PROBLEM REQUIREMENTS> Output the lines of the records below without any changes, starting at the line that contains "Return one point per instance of the man" and ending at the line that contains "x=911 y=468", with both of those lines included.

* begin EXTRACTED MATERIAL *

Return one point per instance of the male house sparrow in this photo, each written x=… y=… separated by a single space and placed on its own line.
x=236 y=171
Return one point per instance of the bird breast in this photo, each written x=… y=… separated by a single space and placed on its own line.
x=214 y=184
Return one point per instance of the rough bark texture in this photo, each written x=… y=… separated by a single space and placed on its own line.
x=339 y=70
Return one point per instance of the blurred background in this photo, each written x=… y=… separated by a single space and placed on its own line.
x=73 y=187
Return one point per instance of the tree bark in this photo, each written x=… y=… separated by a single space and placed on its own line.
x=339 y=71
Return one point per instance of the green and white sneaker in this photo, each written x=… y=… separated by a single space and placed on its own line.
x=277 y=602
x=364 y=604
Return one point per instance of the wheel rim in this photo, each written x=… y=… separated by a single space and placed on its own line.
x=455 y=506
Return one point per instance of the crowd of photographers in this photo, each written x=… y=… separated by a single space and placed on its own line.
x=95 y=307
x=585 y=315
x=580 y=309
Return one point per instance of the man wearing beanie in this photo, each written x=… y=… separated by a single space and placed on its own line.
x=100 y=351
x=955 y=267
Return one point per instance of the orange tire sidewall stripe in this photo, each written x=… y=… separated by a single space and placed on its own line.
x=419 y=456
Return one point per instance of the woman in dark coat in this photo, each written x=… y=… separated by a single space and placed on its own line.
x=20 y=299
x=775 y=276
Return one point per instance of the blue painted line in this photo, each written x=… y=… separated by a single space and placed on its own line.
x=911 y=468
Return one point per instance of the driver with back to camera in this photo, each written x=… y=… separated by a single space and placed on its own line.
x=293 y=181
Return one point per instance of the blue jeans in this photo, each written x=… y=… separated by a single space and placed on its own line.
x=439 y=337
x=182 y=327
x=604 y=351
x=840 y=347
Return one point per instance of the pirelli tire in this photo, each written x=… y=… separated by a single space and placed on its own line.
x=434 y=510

* end EXTRACTED MATERIAL *

EXPECTED ANSWER>
Return one point per instance of the man wearing beanie in this photo, each written x=… y=… separated by a single space and placed on its own line.
x=100 y=351
x=955 y=267
Return one point per instance of the orange tire sidewall stripe in this photo, each written x=… y=… separated by a single space and placed on its own line.
x=419 y=456
Return one point per instance of the woman in dark coat in this photo, each written x=… y=… separated by a single space and placed on its own line.
x=20 y=299
x=775 y=276
Return one point per instance of the blue painted line in this photo, each written x=… y=… separated by a single space and placed on its own line.
x=911 y=468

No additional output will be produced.